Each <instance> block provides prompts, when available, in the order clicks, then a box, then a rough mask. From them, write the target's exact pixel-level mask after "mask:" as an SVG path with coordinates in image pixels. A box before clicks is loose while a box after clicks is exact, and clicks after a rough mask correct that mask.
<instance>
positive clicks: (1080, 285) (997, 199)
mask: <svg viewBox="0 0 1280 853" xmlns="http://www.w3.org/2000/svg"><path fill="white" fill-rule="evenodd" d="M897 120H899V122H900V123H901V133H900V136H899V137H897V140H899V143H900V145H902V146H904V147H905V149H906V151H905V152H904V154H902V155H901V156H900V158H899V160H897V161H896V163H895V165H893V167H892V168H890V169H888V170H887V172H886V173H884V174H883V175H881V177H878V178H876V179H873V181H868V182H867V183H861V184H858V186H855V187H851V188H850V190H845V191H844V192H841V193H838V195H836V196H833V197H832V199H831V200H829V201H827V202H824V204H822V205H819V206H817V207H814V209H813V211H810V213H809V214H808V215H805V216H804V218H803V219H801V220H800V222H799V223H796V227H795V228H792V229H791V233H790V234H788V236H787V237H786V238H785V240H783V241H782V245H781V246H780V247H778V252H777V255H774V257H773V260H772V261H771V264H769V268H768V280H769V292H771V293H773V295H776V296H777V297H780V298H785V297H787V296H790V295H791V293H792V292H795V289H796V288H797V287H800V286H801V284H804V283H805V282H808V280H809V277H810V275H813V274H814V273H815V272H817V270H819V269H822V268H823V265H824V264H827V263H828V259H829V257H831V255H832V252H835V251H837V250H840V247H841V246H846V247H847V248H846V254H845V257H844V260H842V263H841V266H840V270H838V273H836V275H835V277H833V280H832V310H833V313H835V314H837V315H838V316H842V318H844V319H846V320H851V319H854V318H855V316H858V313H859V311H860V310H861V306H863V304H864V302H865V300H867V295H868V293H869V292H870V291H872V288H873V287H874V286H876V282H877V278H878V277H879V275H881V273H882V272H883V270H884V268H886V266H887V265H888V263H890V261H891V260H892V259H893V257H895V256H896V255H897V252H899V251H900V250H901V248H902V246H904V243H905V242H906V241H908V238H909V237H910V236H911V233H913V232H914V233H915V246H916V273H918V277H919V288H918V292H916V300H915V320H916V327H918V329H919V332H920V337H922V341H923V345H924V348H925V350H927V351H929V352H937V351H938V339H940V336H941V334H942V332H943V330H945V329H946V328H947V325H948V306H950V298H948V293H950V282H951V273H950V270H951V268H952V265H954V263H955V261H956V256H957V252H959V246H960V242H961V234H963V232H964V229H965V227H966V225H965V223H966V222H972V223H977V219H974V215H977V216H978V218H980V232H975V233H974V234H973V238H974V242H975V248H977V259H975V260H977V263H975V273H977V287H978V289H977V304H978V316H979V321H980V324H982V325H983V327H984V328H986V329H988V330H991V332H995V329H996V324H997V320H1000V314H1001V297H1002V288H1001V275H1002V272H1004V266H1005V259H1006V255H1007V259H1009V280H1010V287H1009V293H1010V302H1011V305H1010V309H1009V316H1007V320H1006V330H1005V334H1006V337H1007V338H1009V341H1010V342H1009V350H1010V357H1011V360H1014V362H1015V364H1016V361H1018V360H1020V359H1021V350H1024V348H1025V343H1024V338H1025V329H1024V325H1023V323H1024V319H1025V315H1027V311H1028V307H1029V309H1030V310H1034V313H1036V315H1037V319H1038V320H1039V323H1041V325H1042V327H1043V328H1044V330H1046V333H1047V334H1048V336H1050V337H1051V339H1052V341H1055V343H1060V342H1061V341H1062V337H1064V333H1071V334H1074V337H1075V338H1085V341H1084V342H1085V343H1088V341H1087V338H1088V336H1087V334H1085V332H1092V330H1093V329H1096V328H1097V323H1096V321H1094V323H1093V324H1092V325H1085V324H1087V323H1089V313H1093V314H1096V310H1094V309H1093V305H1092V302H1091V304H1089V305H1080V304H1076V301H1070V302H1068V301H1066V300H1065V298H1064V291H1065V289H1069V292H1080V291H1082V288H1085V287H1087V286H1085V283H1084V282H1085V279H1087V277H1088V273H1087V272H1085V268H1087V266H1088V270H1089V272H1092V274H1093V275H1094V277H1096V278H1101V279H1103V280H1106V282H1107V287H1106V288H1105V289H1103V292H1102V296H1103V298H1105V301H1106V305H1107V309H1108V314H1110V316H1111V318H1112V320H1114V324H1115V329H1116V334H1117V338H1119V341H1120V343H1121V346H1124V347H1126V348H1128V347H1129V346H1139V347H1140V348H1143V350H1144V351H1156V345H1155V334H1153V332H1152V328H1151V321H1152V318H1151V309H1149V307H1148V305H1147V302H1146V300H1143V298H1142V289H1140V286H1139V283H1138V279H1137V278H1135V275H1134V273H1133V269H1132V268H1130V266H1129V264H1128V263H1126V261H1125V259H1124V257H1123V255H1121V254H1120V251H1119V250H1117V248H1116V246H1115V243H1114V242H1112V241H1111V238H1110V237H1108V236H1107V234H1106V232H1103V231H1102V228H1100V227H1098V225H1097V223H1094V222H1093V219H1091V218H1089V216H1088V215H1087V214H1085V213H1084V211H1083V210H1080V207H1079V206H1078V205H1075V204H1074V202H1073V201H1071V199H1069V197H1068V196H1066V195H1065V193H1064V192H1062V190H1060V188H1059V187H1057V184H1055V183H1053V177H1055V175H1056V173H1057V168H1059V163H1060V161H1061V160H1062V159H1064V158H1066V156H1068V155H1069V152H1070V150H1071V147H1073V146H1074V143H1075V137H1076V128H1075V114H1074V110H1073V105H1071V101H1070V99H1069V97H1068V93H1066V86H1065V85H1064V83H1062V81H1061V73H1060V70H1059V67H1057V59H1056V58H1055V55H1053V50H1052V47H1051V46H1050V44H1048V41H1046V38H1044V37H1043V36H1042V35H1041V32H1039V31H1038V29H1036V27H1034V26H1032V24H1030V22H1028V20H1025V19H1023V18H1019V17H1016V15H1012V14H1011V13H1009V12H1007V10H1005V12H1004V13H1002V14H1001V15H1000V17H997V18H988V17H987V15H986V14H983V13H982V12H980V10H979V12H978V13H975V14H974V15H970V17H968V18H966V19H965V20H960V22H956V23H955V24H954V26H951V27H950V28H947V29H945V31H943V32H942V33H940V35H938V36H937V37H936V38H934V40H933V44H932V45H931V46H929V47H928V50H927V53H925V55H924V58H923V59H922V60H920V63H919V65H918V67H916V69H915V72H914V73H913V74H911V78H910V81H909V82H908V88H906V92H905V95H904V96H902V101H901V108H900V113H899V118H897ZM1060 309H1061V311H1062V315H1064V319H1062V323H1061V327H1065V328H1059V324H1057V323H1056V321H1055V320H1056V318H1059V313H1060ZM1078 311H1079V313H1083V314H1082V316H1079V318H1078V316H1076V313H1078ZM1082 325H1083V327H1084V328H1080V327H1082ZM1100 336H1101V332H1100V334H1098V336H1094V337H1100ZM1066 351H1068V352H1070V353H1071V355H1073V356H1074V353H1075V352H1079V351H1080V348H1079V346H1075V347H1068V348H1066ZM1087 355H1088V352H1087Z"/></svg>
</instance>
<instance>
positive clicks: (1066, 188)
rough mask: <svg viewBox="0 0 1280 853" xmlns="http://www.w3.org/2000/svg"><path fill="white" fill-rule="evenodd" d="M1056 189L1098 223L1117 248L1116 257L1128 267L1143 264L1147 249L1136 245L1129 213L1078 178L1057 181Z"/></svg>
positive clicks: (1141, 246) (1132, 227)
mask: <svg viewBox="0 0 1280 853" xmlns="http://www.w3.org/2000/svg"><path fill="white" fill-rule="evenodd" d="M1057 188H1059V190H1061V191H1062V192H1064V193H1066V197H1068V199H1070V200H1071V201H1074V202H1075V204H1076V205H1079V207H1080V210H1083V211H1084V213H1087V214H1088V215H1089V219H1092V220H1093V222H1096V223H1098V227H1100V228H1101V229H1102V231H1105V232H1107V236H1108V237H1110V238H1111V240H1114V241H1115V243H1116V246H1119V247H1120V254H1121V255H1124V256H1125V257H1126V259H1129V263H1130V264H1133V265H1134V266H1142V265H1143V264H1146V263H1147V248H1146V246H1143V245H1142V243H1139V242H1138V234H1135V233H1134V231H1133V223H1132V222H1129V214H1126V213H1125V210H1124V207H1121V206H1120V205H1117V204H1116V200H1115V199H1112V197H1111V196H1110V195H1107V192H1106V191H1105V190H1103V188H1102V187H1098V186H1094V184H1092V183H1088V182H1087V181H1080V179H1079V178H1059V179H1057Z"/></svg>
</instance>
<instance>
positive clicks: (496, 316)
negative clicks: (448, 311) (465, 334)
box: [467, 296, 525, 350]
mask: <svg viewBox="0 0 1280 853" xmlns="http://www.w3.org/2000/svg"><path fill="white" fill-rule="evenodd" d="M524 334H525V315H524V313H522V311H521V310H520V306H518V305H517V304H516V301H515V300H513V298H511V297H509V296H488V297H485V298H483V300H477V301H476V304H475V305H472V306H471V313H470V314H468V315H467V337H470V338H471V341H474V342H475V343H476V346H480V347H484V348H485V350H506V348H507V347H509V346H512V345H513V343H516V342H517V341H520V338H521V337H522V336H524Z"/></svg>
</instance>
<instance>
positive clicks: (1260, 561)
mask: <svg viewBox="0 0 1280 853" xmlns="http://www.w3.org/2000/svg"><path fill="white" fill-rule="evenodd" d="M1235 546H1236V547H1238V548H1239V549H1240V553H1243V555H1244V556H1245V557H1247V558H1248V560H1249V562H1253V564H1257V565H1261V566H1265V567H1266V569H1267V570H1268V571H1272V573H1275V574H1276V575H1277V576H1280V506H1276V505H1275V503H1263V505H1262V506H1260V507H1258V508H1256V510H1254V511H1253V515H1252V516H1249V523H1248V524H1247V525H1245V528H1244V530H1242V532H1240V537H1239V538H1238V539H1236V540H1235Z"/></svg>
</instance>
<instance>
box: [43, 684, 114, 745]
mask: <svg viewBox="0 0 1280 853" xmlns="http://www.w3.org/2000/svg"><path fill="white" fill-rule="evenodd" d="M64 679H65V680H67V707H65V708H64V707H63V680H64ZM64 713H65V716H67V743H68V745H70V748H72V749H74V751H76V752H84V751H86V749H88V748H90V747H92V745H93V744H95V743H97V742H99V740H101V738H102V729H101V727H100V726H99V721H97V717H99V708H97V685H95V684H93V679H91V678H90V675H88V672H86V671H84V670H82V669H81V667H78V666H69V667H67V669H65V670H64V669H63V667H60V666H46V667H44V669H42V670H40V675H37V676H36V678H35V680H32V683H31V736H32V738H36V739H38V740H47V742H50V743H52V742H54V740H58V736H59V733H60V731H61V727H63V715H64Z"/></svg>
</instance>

************

■ Exercise instructions: What lines above contain the word "rough"? Please copy each one.

■ Response:
Each <instance> block provides prompts, when available, in the order clicks, then a box, then a rough mask. From them, write the target's exact pixel-level mask after "mask:" as an SVG path with coordinates in image pixels. A box before clicks is loose while a box after clicks is exact, and clicks after a rough mask correct that mask.
rough mask: <svg viewBox="0 0 1280 853" xmlns="http://www.w3.org/2000/svg"><path fill="white" fill-rule="evenodd" d="M1056 189L1098 223L1117 248L1116 257L1128 267L1143 264L1147 249L1136 245L1129 213L1078 178L1057 181Z"/></svg>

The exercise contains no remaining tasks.